Il est étonnant que l’étude préliminaire de l’URBSFA ressurgisse encore. Le rapport rédigé par le bureau d’études Deloitte en fin d’année dernière est bien plus récent et approfondi. Il a été réalisé à la demande du gouvernement flamand et de la Ville de Bruxelles, qui avaient donné leur accord pour la construction d’un nouveau stade à Bruxelles dans la perspective d’une candidature belge à l’EURO 2020. On connaît ce rapport de Deloitte à Bruges également : le président du Club Bart Verhaeghe y fait référence dans la lettre ouverte qu’il a rédigée à la mi-décembre 2013.
-*-
■ **Consigne écrite 1**
Répondez aux questions suivantes à partir de l'extrait sur le projet de stade à Bruxelles.
(a) Quel bureau d'études a rédigé le rapport ?
(b) À la demande de qui ce rapport a-t-il été réalisé ?
(c) À quel moment Bart Verhaeghe a-t-il rédigé sa lettre ouverte ?
■ **Consigne écrite 2**
Modifiez l'extrait sur le projet de stade à Bruxelles en réécrivant le passage qui va de "Il est étonnant" jusqu'à "la mi-décembre 2013." inclus, avec "tribune" à la place de "lettre ouverte".
■ **Consigne écrite 3**
Prolongez l'extrait sur le projet de stade à Bruxelles en reprenant après sa dernière phrase.

(Enregistrements d'annotation de coordonnées)
-*-
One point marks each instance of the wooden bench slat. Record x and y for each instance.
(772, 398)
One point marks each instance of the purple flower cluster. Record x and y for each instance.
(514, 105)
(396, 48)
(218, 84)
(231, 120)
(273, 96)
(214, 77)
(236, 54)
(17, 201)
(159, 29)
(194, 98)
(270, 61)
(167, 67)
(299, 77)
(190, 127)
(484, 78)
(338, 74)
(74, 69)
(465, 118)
-*-
■ **Réponse attendue 1**
(a) Le bureau d'études Deloitte.
(b) À la demande du gouvernement flamand et de la Ville de Bruxelles.
(c) À la mi-décembre 2013.

■ **Réponse attendue 2**
Il est étonnant que l’étude préliminaire de l’URBSFA ressurgisse encore. Le rapport rédigé par le bureau d’études Deloitte en fin d’année dernière est bien plus récent et approfondi. Il a été réalisé à la demande du gouvernement flamand et de la Ville de Bruxelles, qui avaient donné leur accord pour la construction d’un nouveau stade à Bruxelles dans la perspective d’une candidature belge à l’EURO 2020. On connaît ce rapport de Deloitte à Bruges également : le président du Club Bart Verhaeghe y fait référence dans la tribune qu’il a rédigée à la mi-décembre 2013.

■ **Réponse attendue 3**
Verhaeghe cite un chiffre qui figure dans le rapport : 314,3 millions d’euros, le coût estimé par Deloitte pour la construction d’un stade à Bruxelles. Même s’il fait remarquer, à juste titre, que le financement sera assuré par des investisseurs privés sans l’aide des pouvoirs publics, il donne l’impression, en répétant constamment que le rôle de l’URBSFA n’est pas de construire des stades, que l’Union Belge déboursera elle-même ces 314 millions d’euros.

Ce n’est pas le cas. L’Union Belge ne va pas construire le nouveau stade, ni même l’exploiter. Il faut le souligner, car dans son étude préliminaire, elle exprimait son intention de devenir actionnaire minoritaire de la nouvelle société d’exploitation qui allait être créée. Elle avait aussi calculé que, pour assurer la rentabilité du stade, 80 événements devraient être organisés annuellement dans l’enceinte multifonctionnelle : outre une quarantaine de matches de football (ceux des Diables Rouges et d’Anderlecht), il faudrait également organiser d’autres événements sportifs, des concerts, des spectacles théâtraux, des colloques d’entreprises et des festivals musicaux.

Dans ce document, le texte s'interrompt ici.